### TO DO
Reproduce every record below, character by character.

Point localization data
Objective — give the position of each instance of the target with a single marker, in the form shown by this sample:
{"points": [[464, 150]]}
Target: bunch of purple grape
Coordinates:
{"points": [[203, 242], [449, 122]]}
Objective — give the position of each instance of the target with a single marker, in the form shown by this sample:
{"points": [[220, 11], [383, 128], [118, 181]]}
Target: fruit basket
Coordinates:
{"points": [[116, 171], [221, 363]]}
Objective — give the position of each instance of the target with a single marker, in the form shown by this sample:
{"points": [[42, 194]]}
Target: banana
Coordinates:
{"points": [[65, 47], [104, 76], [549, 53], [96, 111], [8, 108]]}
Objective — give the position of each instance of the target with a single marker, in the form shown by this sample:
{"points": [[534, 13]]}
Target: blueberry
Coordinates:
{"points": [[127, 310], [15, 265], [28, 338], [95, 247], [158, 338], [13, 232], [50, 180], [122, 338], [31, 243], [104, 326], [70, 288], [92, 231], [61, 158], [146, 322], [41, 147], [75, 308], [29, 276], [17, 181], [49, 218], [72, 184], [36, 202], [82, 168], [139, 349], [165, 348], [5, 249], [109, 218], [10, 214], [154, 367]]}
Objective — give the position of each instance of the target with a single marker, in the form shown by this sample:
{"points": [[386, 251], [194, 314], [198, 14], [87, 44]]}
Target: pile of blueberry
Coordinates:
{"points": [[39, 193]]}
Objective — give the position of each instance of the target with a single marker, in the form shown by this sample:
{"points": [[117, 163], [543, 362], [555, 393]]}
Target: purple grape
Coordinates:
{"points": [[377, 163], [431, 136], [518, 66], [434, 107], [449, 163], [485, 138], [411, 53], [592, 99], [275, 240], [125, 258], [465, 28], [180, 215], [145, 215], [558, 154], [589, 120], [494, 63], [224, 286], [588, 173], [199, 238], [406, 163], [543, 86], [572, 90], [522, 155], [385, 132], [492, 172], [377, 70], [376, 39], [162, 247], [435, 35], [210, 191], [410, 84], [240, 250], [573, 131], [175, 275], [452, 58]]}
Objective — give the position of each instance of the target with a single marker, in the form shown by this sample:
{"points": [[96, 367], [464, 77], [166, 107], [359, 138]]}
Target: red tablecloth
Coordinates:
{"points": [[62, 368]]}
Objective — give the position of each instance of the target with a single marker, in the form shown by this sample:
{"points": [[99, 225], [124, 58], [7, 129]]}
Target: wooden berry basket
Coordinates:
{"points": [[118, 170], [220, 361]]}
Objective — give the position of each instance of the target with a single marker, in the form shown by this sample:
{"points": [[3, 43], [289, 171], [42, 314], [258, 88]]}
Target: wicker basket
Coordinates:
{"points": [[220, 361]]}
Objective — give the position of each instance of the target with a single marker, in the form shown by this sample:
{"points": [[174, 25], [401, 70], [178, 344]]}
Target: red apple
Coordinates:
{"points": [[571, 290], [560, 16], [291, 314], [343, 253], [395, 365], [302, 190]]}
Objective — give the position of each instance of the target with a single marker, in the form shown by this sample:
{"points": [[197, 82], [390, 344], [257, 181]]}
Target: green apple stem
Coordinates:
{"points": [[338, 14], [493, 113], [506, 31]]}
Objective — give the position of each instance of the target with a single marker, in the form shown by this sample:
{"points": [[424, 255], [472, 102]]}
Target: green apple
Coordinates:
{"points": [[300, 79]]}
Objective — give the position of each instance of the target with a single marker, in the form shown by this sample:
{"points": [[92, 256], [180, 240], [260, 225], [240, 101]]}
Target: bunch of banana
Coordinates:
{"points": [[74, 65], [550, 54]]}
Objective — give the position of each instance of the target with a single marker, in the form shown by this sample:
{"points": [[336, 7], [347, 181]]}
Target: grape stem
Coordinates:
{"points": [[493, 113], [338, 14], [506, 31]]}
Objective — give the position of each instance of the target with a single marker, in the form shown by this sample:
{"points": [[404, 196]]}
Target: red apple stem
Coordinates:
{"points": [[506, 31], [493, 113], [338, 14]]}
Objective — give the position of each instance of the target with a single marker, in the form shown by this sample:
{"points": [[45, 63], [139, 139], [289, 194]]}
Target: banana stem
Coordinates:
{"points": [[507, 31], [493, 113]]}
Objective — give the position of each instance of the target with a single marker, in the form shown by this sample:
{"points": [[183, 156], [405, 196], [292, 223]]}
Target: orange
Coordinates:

### WRITTEN ANSWER
Objective — give the position of each instance of the target with a single marker, in the form shown by this sample:
{"points": [[464, 150]]}
Target: bunch of purple grape
Coordinates:
{"points": [[203, 242], [449, 122]]}
Objective — give the position of each instance of the target with a single marker, in the form shown by this sample:
{"points": [[220, 11], [383, 128], [118, 181]]}
Target: fruit basket
Coordinates:
{"points": [[116, 171], [221, 363]]}
Objective — give the position of each instance of the target with a single marker, in the form shown by this sample:
{"points": [[42, 194]]}
Target: banana
Coordinates:
{"points": [[65, 47], [104, 76], [549, 53], [96, 111], [8, 108]]}
Objective — give the position of each instance of the target with a single marker, in the form shown by this sample:
{"points": [[534, 13]]}
Target: blueberry
Coordinates:
{"points": [[127, 310], [15, 265], [28, 338], [95, 247], [158, 338], [13, 232], [50, 180], [122, 338], [31, 243], [104, 326], [70, 288], [92, 231], [61, 158], [146, 322], [41, 147], [75, 308], [29, 276], [17, 181], [49, 218], [72, 184], [36, 202], [82, 168], [139, 349], [165, 348], [5, 249], [109, 218], [10, 214], [154, 367]]}
Objective — give the position of each instance of the target with a single marker, in the form shown by this sample:
{"points": [[386, 251], [194, 314], [198, 14], [87, 44]]}
Target: pile of blueberry
Coordinates:
{"points": [[39, 193]]}
Objective — give the position of each instance of the target with a single marker, in the form shown by this sample:
{"points": [[117, 163], [543, 362], [555, 393]]}
Target: purple grape
Coordinates:
{"points": [[377, 163], [431, 136], [518, 66], [434, 107], [449, 163], [485, 138], [411, 53], [592, 99], [275, 240], [125, 258], [465, 28], [180, 215], [145, 215], [558, 154], [589, 120], [494, 63], [224, 286], [588, 173], [199, 238], [406, 163], [543, 86], [572, 90], [522, 155], [385, 132], [492, 172], [377, 70], [376, 39], [162, 247], [435, 35], [210, 191], [410, 84], [240, 250], [573, 131], [175, 275], [452, 58]]}
Objective — give the position of each instance of the target with a single marker, in the form shown by this sample:
{"points": [[96, 367], [464, 77], [166, 107], [359, 138]]}
Target: red tablecloth
Coordinates:
{"points": [[62, 368]]}
Objective — give the position of each instance of the target with a single marker, in the form shown by this sample:
{"points": [[99, 225], [124, 58], [7, 129]]}
Target: wooden berry basket
Coordinates:
{"points": [[118, 170], [220, 361]]}
Objective — give the position of each instance of the target with a single marker, in the form shown by this sample:
{"points": [[3, 43], [289, 171], [42, 314], [258, 88]]}
Target: wicker basket
Coordinates:
{"points": [[220, 361]]}
Objective — give the position of each instance of the target with a single marker, in the form shown by this sample:
{"points": [[174, 25], [401, 70], [178, 344]]}
Target: red apple
Coordinates:
{"points": [[571, 290], [560, 16], [291, 314], [343, 253], [395, 365], [302, 190]]}
Objective — give the position of each instance of the target with a single marker, in the form shown by this sample:
{"points": [[197, 82], [390, 344], [257, 181]]}
Target: green apple stem
Coordinates:
{"points": [[338, 14], [493, 113], [506, 31]]}
Objective — give the position of each instance of the target with a single marker, in the form shown by this sample:
{"points": [[424, 255], [472, 102]]}
Target: green apple
Coordinates:
{"points": [[300, 79]]}
Objective — give the position of each instance of the target with a single marker, in the form shown by this sample:
{"points": [[92, 256], [180, 240], [260, 225], [240, 101]]}
Target: bunch of banana
Coordinates:
{"points": [[74, 65], [550, 54]]}
Objective — give the position of each instance of the target with a single marker, in the form shown by this sample:
{"points": [[336, 7], [347, 181]]}
Target: grape stem
Coordinates:
{"points": [[493, 113], [338, 14], [506, 31]]}
Objective — give the position of each instance of the target with a single marker, in the form shown by this sample:
{"points": [[404, 196]]}
Target: red apple stem
Coordinates:
{"points": [[506, 31], [493, 113], [338, 14]]}
Objective — give the position of each instance of the target with a single marker, in the form shown by this sample:
{"points": [[45, 63], [139, 139], [289, 194]]}
Target: banana stem
Coordinates:
{"points": [[507, 31], [493, 113]]}
Objective — give the position of each instance of the target with a single marker, in the form shown by this sample:
{"points": [[183, 156], [405, 196], [292, 223]]}
Target: orange
Coordinates:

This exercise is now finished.